Point labeling records:
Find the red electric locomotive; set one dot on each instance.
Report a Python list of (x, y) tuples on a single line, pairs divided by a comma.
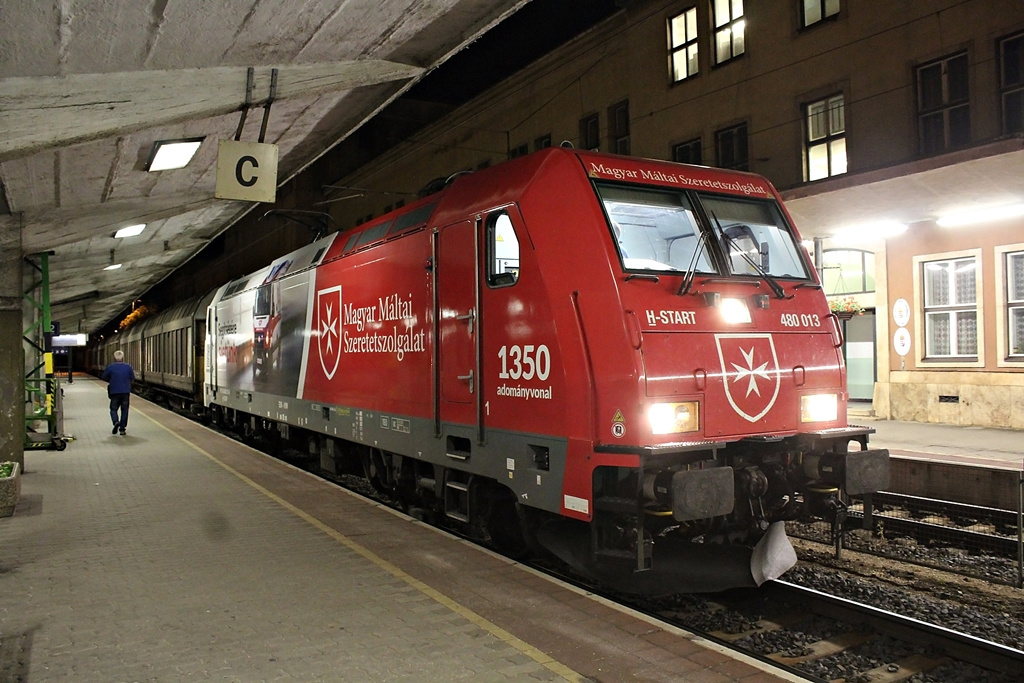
[(629, 363)]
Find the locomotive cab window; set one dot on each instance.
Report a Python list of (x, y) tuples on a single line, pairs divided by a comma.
[(755, 237), (503, 251), (655, 229)]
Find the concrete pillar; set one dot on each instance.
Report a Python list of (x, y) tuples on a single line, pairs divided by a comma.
[(11, 351)]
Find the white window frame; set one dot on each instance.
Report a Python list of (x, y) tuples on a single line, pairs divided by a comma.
[(827, 9), (1004, 357), (685, 46), (833, 138), (923, 361), (729, 23)]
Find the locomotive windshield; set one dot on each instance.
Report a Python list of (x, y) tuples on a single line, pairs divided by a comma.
[(755, 237), (655, 229), (658, 229)]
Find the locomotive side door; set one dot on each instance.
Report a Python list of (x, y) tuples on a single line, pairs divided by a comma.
[(457, 319)]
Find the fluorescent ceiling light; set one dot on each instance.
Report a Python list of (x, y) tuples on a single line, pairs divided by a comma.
[(130, 230), (167, 155), (879, 229), (981, 215)]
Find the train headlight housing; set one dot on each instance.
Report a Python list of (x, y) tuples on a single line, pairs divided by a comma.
[(734, 311), (674, 418), (819, 408)]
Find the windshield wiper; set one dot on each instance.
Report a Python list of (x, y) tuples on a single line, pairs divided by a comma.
[(733, 247), (691, 269)]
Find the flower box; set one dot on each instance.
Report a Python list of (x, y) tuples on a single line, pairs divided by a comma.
[(10, 489)]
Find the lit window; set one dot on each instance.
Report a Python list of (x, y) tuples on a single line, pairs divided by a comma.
[(815, 10), (825, 143), (943, 104), (847, 271), (1012, 83), (503, 247), (1015, 302), (683, 44), (950, 308), (729, 28)]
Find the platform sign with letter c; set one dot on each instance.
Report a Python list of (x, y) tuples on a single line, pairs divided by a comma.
[(247, 171)]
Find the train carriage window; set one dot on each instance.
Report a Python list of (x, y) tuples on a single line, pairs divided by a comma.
[(414, 218), (503, 251), (373, 233), (655, 229)]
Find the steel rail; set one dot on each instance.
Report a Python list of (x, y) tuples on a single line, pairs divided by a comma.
[(960, 645)]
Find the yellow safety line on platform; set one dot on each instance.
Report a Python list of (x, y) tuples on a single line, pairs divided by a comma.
[(465, 612)]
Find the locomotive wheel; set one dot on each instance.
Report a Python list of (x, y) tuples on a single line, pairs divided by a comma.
[(505, 526)]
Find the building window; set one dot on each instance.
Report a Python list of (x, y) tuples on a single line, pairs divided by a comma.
[(688, 152), (825, 141), (1012, 83), (950, 308), (1015, 303), (730, 148), (816, 10), (590, 133), (519, 151), (683, 45), (619, 120), (847, 271), (943, 104), (729, 24)]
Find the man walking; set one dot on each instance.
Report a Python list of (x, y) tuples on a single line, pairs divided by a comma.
[(119, 375)]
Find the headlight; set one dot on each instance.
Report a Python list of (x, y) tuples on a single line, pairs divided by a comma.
[(674, 418), (734, 311), (819, 408)]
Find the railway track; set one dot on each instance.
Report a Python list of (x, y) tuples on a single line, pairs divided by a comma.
[(931, 520), (813, 635), (825, 638)]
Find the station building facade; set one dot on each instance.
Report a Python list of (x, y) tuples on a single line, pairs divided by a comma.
[(892, 129)]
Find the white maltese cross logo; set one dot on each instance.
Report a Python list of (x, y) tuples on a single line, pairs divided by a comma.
[(750, 373), (328, 329)]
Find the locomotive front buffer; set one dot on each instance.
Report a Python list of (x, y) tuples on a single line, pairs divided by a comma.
[(711, 514)]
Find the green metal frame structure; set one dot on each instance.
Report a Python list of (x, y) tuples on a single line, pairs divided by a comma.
[(42, 389)]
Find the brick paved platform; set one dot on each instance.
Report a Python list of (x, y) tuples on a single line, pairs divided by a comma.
[(174, 553)]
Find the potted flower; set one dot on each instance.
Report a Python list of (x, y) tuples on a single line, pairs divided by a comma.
[(10, 487), (846, 307)]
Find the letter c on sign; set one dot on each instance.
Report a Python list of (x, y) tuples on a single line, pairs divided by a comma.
[(238, 171)]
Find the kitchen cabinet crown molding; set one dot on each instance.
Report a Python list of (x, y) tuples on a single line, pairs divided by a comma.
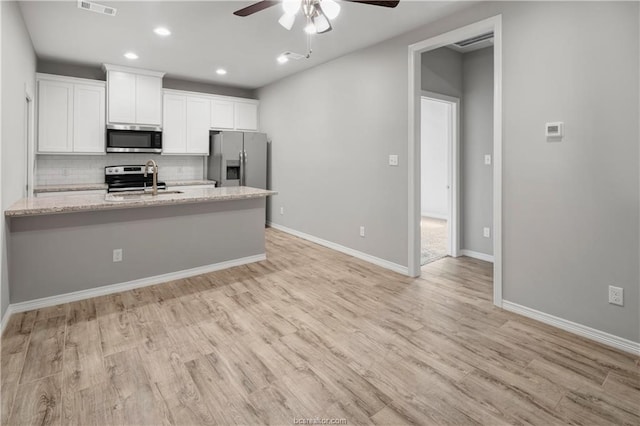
[(65, 79), (211, 96), (139, 71)]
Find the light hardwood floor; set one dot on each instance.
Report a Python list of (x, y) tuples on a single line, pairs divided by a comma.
[(309, 333)]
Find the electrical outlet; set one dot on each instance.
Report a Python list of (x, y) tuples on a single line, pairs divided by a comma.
[(616, 295), (117, 255), (486, 232)]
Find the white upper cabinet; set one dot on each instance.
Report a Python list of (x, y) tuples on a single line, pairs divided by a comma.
[(198, 114), (174, 130), (246, 115), (134, 96), (71, 115), (148, 100), (222, 114), (186, 124), (55, 116), (122, 97), (88, 118)]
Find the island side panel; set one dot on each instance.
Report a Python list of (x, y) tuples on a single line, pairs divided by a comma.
[(56, 254)]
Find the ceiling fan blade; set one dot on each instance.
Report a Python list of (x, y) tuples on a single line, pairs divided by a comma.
[(377, 3), (256, 7)]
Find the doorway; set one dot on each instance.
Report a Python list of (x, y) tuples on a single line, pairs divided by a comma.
[(491, 26), (438, 183)]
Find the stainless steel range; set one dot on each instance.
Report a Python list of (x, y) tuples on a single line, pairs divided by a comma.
[(129, 178)]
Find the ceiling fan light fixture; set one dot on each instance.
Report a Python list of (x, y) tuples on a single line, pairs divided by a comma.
[(310, 28), (287, 20), (321, 23), (291, 6), (330, 8)]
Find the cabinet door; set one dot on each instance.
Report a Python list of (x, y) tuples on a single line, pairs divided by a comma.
[(122, 97), (246, 116), (198, 125), (222, 114), (175, 122), (55, 116), (88, 118), (148, 100)]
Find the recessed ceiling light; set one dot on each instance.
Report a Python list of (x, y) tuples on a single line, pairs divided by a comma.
[(162, 31)]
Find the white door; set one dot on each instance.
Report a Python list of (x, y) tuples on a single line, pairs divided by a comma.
[(89, 118), (438, 199), (55, 116), (148, 100), (198, 115), (175, 124), (222, 114), (122, 97)]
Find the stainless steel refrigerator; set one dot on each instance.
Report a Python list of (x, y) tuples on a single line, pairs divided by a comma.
[(238, 159)]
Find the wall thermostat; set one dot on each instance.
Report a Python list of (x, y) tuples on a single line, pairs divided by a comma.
[(554, 130)]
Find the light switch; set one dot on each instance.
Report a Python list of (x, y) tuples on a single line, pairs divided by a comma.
[(554, 131)]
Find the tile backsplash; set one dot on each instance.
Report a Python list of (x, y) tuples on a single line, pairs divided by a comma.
[(81, 169)]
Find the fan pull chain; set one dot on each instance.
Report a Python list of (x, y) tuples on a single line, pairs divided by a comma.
[(309, 51)]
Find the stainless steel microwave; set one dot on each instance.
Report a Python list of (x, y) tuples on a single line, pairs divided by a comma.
[(127, 138)]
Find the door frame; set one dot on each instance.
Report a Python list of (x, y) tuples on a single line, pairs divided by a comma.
[(453, 159), (30, 140), (414, 93)]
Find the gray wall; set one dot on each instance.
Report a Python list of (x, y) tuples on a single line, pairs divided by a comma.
[(49, 66), (63, 253), (18, 76), (476, 195), (570, 209), (442, 72)]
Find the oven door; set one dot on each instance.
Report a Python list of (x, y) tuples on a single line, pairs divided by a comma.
[(134, 139)]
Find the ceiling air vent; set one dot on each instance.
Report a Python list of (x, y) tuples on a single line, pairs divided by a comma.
[(292, 55), (474, 40), (98, 8)]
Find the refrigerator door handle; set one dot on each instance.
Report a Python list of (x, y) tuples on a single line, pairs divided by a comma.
[(241, 177), (244, 172)]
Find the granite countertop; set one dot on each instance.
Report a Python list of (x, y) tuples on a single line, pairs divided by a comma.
[(76, 187), (95, 202), (99, 186)]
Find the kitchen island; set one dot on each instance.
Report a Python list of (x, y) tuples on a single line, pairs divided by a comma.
[(72, 247)]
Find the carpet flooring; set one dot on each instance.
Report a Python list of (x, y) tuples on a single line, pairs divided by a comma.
[(433, 239)]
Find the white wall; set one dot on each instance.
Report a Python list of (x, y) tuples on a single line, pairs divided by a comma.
[(18, 76), (435, 140), (570, 209)]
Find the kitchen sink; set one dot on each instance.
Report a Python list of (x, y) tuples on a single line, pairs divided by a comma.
[(137, 195)]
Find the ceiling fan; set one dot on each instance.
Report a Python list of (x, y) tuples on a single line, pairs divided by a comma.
[(318, 13)]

> _What is expected_:
Copy the records again, starting at the line that has "Find the kitchen cabinet" and stopping after the line that has "[(56, 254)]", replacing "electrical outlet" with "wall outlet" and changing nothing else. Leave the pictures out of your answer.

> _Worked solution_:
Find the kitchen cabinet crown molding; set one dot on each instance.
Report a Python list of (x, y) tuples on a single line, pairs divided by a comma.
[(65, 79), (211, 96), (139, 71)]
Find the light hardwood floor; set one dot on each instance.
Report a Python list of (x, y) tuples on a single line, pairs divided by a comma.
[(309, 333)]
Find the wall outlet; set one dot on each instance.
Report a Python list of (x, y) tuples on a single line, pairs divided by a comma.
[(616, 295), (117, 255), (486, 232)]
Find the white upper cabinet; set one dot on each instance.
Report a Python list of (x, y) tuples on a single line, pairs divided by a comma.
[(198, 114), (174, 130), (246, 115), (134, 96), (71, 115), (148, 100), (222, 114), (186, 124), (55, 116), (122, 97), (88, 118)]
Find the island side panel; set one dot on each instance.
Report a Python list of (x, y) tuples on a single line, pairs divided by a comma.
[(56, 254)]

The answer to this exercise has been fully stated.